• **WHAT YOU HAVE TO DO**
Please copy the listing that follows exactly, leaving out any pictures.

• **AVAILABLE RECORDS**

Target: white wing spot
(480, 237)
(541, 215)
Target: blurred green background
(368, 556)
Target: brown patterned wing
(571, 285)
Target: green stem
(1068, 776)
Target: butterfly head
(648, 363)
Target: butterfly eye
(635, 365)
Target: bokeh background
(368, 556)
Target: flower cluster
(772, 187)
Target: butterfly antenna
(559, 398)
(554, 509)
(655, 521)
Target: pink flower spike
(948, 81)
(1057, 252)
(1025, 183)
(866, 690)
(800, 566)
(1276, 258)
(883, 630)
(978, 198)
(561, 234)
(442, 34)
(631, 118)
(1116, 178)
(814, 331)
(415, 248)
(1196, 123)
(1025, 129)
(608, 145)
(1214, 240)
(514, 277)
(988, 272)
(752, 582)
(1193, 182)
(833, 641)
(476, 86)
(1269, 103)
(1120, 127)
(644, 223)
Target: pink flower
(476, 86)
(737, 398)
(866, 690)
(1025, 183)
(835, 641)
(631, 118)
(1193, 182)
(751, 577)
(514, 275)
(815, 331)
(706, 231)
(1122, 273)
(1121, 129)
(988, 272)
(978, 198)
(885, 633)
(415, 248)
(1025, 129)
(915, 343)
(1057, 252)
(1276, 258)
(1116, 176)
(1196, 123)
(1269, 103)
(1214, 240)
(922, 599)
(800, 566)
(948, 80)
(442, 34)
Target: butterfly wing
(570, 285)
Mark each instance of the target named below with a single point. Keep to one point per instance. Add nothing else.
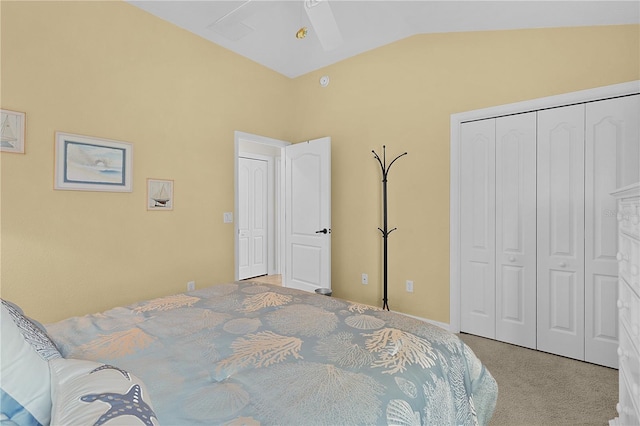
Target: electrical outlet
(409, 286)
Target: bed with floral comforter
(246, 353)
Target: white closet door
(516, 229)
(561, 231)
(477, 218)
(611, 161)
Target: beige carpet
(537, 388)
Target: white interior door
(252, 217)
(308, 214)
(477, 228)
(516, 229)
(561, 231)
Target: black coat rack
(385, 231)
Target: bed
(248, 353)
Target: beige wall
(110, 70)
(113, 71)
(402, 95)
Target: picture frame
(86, 163)
(12, 131)
(159, 194)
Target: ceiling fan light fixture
(302, 33)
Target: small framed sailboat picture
(159, 194)
(12, 129)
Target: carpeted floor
(537, 388)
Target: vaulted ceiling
(265, 30)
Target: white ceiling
(264, 30)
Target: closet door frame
(600, 93)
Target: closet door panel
(612, 158)
(477, 218)
(516, 229)
(560, 221)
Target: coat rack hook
(385, 230)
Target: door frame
(278, 193)
(590, 95)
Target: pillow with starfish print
(90, 393)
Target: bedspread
(246, 353)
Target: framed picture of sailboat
(12, 129)
(159, 194)
(85, 163)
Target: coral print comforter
(244, 353)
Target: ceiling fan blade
(324, 23)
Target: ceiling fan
(324, 23)
(319, 12)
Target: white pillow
(25, 386)
(91, 393)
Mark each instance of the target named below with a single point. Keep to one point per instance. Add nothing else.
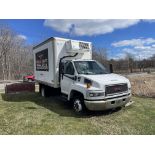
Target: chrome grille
(114, 89)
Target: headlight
(88, 83)
(96, 94)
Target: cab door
(67, 78)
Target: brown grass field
(143, 85)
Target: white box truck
(67, 65)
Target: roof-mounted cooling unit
(76, 46)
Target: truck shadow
(53, 103)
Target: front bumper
(108, 103)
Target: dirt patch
(143, 85)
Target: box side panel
(61, 51)
(43, 63)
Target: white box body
(48, 53)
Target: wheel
(78, 104)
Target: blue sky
(117, 36)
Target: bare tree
(14, 54)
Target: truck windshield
(89, 67)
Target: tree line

• **YOUR RESPONSE**
Target: white wing spot
(480, 237)
(541, 215)
Target: blurred green background
(368, 556)
Target: brown patterned wing
(571, 285)
Target: green stem
(1068, 776)
Target: butterfly head
(648, 363)
Target: butterfly eye
(635, 365)
Target: bokeh background
(368, 556)
Target: flower cluster
(772, 187)
Target: butterfly antenna
(559, 398)
(554, 509)
(655, 521)
Target: pink flower spike
(948, 81)
(1057, 252)
(1025, 183)
(866, 690)
(800, 566)
(1276, 258)
(883, 630)
(978, 198)
(561, 234)
(442, 34)
(631, 118)
(1116, 178)
(814, 331)
(415, 248)
(1196, 123)
(1025, 129)
(608, 145)
(1214, 240)
(514, 277)
(988, 272)
(752, 582)
(1193, 182)
(833, 641)
(476, 86)
(1269, 103)
(1120, 127)
(644, 223)
Target: pink flower
(476, 86)
(737, 398)
(866, 690)
(1025, 183)
(835, 641)
(631, 118)
(1193, 182)
(751, 577)
(514, 275)
(815, 331)
(706, 231)
(1122, 273)
(1121, 129)
(988, 272)
(978, 198)
(885, 633)
(415, 248)
(1025, 129)
(915, 343)
(1057, 252)
(1276, 258)
(1116, 176)
(1196, 123)
(1269, 103)
(1214, 240)
(922, 599)
(800, 566)
(948, 80)
(442, 34)
Target: butterfly wing
(570, 285)
Mark each instance of the target named below with a single point. Keep to one point per instance. Add nothing else.
Target: electrical outlet
(409, 286)
Target: bed with floral comforter
(246, 353)
Target: white closet door
(516, 229)
(561, 231)
(477, 218)
(611, 161)
Target: beige carpet
(537, 388)
Target: white interior door
(252, 217)
(308, 214)
(477, 228)
(516, 229)
(561, 231)
Target: black coat rack
(385, 231)
Target: bed
(248, 353)
Target: beige wall
(110, 70)
(113, 71)
(402, 95)
Target: picture frame
(86, 163)
(12, 131)
(159, 194)
Target: ceiling fan light fixture
(302, 33)
Target: small framed sailboat picture
(159, 194)
(12, 129)
Target: carpeted floor
(537, 388)
Target: vaulted ceiling
(265, 30)
Target: white ceiling
(264, 30)
Target: closet door frame
(600, 93)
Target: closet door panel
(612, 158)
(477, 218)
(516, 229)
(560, 221)
Target: coat rack hook
(385, 230)
Target: door frame
(278, 193)
(590, 95)
Target: pillow with starfish print
(90, 393)
Target: bedspread
(246, 353)
Target: framed picture of sailboat
(12, 129)
(159, 194)
(85, 163)
Target: coral print comforter
(244, 353)
Target: ceiling fan blade
(324, 23)
Target: ceiling fan
(324, 23)
(319, 12)
Target: white pillow
(25, 386)
(91, 393)
Mark each instance of the target named below with a single point. Keep to one point per instance. Add nothing else.
Target: chrome grille
(114, 89)
Target: headlight
(88, 83)
(96, 94)
Target: cab door
(67, 78)
Target: brown grass field
(143, 85)
Target: white box truck
(67, 65)
Target: roof-mounted cooling unit
(76, 46)
Target: truck shadow
(53, 103)
Target: front bumper
(108, 103)
Target: dirt patch
(143, 85)
Target: box side panel
(61, 51)
(43, 63)
Target: white box body
(48, 53)
Target: wheel
(78, 104)
Target: blue sky
(117, 36)
Target: bare tree
(14, 54)
Target: truck windshield
(89, 67)
Target: tree line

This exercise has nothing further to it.